======== DATA TO PROCESS ========

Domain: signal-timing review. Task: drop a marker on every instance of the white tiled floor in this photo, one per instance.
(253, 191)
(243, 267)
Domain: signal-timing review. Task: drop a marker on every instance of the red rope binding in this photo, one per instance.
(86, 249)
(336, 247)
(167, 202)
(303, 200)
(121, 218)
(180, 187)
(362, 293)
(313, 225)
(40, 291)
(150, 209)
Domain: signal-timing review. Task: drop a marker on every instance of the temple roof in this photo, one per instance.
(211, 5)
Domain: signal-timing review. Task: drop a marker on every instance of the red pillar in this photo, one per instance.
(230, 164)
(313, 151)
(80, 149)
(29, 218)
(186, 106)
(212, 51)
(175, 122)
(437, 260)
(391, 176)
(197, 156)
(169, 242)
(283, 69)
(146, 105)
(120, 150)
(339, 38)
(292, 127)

========

### SHORT EXERCISE
Arrange the entire listing as a two-column CSV with the header row "request,points" and one row per request. Put the request text in the first field and its answer in the second, quote each field, and replace any line breaks with spaces.

### CORRECT OUTPUT
request,points
"Domain: signal-timing review. Task: drop a marker on every instance of the white tiled floor in this photo, one per instance.","(253, 191) (243, 267)"
"Domain: signal-timing review. Task: drop a marker on every instance of the red rope binding in this photo, one per instance.","(86, 249) (336, 247) (167, 202) (303, 200) (121, 218) (180, 187) (362, 293) (313, 225) (40, 291) (150, 209)"
"Domain: signal-timing review. Task: drop a marker on every instance of the temple roof in this photo, one per instance.","(211, 5)"
"Domain: signal-timing review. Task: drop a marker on every instance of the red pillar in this photo, one per instance.","(230, 164) (313, 151) (80, 149) (29, 218) (186, 106) (212, 51) (175, 122) (437, 260) (391, 176) (197, 156) (169, 242) (283, 69) (146, 105) (120, 150) (339, 38) (292, 127)"